[SUPPLIED TEXT]
☆ ☆ ☆ ☆ ☆

Easier growing and a higher yield are just two of the purported benefits of genetically modified crops, but a Greenpeace report suggests Monsanto’s GM soya isn’t living up to the promise.

Beginning in the late-1990s, studies were showing that Monsanto’s Roundup Ready soya was experiencing a ‘yield drag’–and in the last four years alone, Greenpeace estimates the yield drag has cost American farmers more than $11 billion. And Monsanto’s next generation of GM soya has other problems.

A 1999 study led by Charles Benbrook, a former science adviser for the U.S. government, found an average yield drag of 5.3%, and in some places, the top conventional soy out-yielded Roundup Ready soy by as much as 10%.

Another pair of studies published two years later and led by Roger Elmore of the University of Nebraska supported Benbrooks findings. One of the studies showed the yield drag was between 5% and 10%, and the other linked yield drag directly to genetic engineering (not other factors).

The U.S. is currently the world’s largest soya producer, though the Greenpeace report points out that Brazil is expected to surpass the U.S. in the near future.

☆ ☆ ☆ ☆ ☆

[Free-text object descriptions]
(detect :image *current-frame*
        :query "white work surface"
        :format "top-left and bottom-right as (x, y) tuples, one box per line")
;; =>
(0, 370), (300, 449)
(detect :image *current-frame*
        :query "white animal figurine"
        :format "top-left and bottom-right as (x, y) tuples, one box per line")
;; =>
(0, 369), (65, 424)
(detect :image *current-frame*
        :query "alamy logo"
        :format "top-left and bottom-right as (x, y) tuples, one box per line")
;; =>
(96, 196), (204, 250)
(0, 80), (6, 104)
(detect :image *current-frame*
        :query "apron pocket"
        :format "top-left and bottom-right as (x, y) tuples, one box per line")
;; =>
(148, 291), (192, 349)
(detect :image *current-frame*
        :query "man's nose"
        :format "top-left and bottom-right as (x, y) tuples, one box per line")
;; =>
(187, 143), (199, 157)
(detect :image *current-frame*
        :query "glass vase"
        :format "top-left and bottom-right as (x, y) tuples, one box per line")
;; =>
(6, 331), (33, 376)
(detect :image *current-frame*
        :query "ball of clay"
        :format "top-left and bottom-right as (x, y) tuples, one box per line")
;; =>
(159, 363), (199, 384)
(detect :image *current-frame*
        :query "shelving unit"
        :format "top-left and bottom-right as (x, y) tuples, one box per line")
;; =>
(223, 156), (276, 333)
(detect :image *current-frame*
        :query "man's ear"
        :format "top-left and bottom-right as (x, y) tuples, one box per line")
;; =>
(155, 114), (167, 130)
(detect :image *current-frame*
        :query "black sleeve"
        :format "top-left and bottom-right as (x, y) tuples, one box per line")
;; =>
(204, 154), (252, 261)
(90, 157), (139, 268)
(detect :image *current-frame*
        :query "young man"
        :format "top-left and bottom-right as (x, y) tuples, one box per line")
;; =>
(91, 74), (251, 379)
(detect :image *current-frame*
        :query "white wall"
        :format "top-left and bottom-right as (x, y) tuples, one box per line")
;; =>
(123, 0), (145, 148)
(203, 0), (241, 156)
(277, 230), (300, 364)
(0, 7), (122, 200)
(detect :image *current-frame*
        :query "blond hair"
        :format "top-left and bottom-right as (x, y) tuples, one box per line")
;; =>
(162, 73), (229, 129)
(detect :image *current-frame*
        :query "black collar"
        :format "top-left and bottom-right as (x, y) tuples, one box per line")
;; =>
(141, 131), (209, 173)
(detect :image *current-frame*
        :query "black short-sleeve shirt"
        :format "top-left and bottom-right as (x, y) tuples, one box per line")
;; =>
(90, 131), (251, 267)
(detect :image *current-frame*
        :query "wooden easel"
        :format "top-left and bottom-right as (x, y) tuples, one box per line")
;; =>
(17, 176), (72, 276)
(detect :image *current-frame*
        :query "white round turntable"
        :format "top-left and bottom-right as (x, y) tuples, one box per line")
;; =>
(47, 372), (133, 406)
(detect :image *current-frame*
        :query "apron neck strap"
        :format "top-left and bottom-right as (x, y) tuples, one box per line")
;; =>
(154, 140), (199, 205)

☆ ☆ ☆ ☆ ☆

[TASK PROMPT] Print the passage of the GM soya text from "Another pair of" to "the near future.".

[ANSWER BELOW]
Another pair of studies published two years later and led by Roger Elmore of the University of Nebraska supported Benbrooks findings. One of the studies showed the yield drag was between 5% and 10%, and the other linked yield drag directly to genetic engineering (not other factors).

The U.S. is currently the world’s largest soya producer, though the Greenpeace report points out that Brazil is expected to surpass the U.S. in the near future.